- _Task prompt_: Return verbatim each line of the data below, beginning with the first line and continuing through the line that contains "[(283, 401), (744, 382), (491, 357), (381, 387)]". Include both of those lines.
-- Extracted entries start --
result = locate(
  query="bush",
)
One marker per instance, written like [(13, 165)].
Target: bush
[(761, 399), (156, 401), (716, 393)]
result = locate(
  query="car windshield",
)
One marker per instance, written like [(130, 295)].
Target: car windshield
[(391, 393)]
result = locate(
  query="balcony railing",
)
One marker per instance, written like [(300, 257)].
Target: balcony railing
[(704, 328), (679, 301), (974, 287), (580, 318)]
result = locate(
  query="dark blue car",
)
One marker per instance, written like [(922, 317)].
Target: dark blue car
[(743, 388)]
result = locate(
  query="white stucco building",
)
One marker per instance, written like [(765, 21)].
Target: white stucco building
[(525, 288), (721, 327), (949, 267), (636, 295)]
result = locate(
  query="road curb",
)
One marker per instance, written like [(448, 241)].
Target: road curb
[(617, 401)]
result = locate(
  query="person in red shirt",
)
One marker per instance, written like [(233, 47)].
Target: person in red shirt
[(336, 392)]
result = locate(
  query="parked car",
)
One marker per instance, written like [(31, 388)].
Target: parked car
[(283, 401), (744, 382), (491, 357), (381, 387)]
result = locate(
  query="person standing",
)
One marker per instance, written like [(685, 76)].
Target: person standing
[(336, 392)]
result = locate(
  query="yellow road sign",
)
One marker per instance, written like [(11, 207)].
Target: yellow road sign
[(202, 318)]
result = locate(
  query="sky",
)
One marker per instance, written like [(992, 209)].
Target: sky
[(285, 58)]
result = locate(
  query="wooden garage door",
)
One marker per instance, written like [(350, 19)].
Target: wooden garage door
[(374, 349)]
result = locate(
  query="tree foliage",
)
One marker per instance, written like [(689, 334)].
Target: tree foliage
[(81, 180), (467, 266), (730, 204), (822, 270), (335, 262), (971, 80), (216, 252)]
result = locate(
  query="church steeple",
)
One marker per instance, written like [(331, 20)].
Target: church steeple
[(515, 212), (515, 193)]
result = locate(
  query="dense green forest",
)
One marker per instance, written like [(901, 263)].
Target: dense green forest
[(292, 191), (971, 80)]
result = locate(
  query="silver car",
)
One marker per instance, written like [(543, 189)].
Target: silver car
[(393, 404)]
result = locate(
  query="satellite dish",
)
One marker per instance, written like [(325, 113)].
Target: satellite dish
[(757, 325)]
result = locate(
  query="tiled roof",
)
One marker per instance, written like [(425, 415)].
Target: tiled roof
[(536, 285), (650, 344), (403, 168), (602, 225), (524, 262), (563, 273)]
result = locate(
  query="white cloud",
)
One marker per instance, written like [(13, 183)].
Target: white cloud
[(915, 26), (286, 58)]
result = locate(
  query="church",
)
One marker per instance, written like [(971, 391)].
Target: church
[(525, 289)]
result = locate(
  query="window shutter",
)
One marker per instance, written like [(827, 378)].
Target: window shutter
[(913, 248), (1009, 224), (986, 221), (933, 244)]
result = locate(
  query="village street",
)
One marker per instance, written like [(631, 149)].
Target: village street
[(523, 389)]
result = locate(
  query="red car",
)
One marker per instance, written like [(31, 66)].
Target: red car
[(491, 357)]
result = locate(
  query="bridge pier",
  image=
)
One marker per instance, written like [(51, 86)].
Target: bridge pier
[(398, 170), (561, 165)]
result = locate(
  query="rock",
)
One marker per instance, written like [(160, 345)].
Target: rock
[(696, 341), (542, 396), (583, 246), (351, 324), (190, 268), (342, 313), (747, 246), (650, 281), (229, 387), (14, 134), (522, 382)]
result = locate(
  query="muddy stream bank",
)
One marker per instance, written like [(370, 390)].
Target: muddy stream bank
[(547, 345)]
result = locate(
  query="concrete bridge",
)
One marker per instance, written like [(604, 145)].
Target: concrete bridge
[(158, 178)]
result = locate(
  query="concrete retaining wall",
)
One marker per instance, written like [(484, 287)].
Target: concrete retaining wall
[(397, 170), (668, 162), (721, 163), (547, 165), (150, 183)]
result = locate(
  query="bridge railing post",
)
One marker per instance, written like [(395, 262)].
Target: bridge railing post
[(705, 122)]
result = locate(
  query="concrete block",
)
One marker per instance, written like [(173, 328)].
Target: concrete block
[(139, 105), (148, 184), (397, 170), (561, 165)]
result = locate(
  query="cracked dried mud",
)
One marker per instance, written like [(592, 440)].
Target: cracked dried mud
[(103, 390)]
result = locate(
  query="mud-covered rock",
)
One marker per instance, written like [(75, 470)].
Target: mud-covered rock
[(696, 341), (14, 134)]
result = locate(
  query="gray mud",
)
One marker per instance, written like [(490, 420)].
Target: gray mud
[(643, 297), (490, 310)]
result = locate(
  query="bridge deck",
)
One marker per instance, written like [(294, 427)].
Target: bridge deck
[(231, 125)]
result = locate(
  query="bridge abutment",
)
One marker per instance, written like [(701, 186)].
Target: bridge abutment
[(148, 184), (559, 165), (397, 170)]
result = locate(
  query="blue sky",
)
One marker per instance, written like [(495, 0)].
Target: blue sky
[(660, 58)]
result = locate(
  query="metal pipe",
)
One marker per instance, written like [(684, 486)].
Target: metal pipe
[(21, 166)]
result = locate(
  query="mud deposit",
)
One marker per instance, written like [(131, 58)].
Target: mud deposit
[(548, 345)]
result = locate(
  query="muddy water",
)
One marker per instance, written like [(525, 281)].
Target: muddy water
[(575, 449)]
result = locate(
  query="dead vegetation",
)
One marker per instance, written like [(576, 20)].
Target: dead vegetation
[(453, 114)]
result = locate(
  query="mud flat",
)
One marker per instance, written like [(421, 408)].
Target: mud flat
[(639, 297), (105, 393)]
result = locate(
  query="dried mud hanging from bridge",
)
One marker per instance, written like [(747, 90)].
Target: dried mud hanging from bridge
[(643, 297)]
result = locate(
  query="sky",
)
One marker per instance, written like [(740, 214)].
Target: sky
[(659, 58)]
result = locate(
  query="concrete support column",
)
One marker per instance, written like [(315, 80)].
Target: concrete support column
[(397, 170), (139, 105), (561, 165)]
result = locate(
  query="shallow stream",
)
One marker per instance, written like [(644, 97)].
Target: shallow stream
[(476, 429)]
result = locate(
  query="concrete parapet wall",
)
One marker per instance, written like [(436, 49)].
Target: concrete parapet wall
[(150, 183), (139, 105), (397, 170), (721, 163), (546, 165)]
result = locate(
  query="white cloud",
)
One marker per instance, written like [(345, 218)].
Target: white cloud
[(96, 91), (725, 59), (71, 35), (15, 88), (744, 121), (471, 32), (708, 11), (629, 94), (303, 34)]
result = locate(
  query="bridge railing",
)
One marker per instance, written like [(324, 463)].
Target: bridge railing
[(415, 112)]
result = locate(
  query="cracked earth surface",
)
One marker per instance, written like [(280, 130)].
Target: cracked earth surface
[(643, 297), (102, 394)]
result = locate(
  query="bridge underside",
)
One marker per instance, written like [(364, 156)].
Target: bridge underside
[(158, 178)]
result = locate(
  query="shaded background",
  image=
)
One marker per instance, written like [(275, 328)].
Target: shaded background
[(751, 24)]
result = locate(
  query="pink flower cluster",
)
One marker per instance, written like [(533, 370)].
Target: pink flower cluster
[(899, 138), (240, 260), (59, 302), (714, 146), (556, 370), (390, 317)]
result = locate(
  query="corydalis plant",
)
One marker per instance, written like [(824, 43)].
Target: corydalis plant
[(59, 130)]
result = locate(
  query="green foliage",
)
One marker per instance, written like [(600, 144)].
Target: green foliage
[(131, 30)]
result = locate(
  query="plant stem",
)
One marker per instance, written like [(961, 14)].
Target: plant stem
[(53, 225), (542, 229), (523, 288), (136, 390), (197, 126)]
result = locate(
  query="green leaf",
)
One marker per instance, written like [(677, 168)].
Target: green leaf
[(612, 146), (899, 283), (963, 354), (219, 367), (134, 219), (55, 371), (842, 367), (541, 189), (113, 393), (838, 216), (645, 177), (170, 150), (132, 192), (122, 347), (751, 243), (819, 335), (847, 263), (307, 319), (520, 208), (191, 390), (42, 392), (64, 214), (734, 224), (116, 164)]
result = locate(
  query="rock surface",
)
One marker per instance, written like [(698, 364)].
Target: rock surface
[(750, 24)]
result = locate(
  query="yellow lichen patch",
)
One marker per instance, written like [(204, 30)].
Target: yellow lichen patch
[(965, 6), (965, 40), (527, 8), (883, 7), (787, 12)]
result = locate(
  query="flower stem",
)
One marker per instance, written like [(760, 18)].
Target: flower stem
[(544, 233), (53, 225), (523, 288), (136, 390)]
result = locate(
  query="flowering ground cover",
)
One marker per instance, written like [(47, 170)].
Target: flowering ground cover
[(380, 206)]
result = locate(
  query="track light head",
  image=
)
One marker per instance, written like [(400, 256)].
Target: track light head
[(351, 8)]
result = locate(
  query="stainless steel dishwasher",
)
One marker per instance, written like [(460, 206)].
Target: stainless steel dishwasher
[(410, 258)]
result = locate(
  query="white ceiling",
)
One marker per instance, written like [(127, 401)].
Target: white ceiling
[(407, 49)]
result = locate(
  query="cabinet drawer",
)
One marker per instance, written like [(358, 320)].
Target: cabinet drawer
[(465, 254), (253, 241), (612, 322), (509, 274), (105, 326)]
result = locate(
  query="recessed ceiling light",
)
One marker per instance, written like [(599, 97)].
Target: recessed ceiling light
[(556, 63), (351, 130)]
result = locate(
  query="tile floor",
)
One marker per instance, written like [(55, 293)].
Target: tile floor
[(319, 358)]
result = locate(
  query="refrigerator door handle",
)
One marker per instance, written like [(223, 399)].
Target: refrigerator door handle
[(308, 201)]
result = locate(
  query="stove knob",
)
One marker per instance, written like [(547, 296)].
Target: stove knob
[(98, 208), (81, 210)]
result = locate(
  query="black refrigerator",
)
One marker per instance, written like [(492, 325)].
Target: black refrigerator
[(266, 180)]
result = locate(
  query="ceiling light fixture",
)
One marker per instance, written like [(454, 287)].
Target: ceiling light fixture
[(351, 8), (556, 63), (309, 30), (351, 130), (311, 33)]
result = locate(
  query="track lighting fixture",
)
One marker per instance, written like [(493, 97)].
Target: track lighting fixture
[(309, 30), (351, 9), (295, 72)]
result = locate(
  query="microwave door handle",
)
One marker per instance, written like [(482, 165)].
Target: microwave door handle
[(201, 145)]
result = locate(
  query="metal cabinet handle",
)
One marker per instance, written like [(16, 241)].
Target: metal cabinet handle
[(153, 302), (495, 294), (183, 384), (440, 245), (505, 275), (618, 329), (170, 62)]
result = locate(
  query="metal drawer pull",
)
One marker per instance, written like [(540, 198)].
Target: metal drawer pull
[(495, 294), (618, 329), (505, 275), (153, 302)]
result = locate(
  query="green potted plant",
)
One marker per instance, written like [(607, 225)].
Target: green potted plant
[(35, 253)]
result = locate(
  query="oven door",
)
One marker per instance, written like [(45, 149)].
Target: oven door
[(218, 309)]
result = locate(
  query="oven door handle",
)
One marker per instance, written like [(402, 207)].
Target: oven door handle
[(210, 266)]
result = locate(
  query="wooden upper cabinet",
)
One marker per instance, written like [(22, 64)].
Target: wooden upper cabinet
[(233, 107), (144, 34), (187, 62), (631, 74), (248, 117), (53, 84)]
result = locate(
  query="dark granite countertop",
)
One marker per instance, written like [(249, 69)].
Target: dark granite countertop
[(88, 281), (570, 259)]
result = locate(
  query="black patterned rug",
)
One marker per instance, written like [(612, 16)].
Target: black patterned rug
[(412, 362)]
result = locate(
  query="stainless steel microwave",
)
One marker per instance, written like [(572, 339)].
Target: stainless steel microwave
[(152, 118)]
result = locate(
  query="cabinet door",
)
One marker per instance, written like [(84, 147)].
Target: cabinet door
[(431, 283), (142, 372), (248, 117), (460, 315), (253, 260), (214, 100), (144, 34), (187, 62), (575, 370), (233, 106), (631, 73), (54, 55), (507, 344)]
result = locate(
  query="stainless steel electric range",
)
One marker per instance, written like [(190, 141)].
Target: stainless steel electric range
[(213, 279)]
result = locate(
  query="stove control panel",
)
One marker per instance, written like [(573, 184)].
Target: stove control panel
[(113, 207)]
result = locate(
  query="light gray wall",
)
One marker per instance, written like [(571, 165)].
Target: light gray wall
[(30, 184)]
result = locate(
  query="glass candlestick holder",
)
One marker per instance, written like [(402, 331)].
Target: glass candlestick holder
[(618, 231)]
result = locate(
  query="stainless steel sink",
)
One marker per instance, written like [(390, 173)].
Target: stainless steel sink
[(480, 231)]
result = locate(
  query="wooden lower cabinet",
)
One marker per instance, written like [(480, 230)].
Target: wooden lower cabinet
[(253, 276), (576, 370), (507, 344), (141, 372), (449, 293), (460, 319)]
-- Extracted entries end --
- _Solution below_:
result = locate(
  query="bush",
)
One marker per instance, written like [(13, 165)].
Target: bush
[(761, 399), (156, 401), (716, 393)]
result = locate(
  query="car windshield",
)
One marker per instance, written like [(130, 295)].
Target: car windshield
[(391, 393)]
result = locate(
  query="balcony railing",
)
One marker per instance, written like [(300, 257)].
Target: balcony railing
[(704, 328), (679, 301), (974, 287), (580, 318)]
result = locate(
  query="dark blue car",
)
One marker per instance, written like [(922, 317)].
Target: dark blue car
[(743, 388)]
result = locate(
  query="white stucco building",
)
One marker per instance, written like [(765, 21)].
Target: white stucco building
[(525, 288), (721, 327), (949, 267), (636, 295)]
result = locate(
  query="road curb",
)
One marker per instance, written like [(448, 241)].
Target: road curb
[(617, 401)]
result = locate(
  query="person in red shirt",
)
One marker per instance, written like [(233, 47)].
Target: person in red shirt
[(336, 392)]
result = locate(
  query="parked car",
)
One marker per instance, written like [(31, 388)].
Target: parked car
[(283, 401), (744, 382), (491, 357), (381, 387)]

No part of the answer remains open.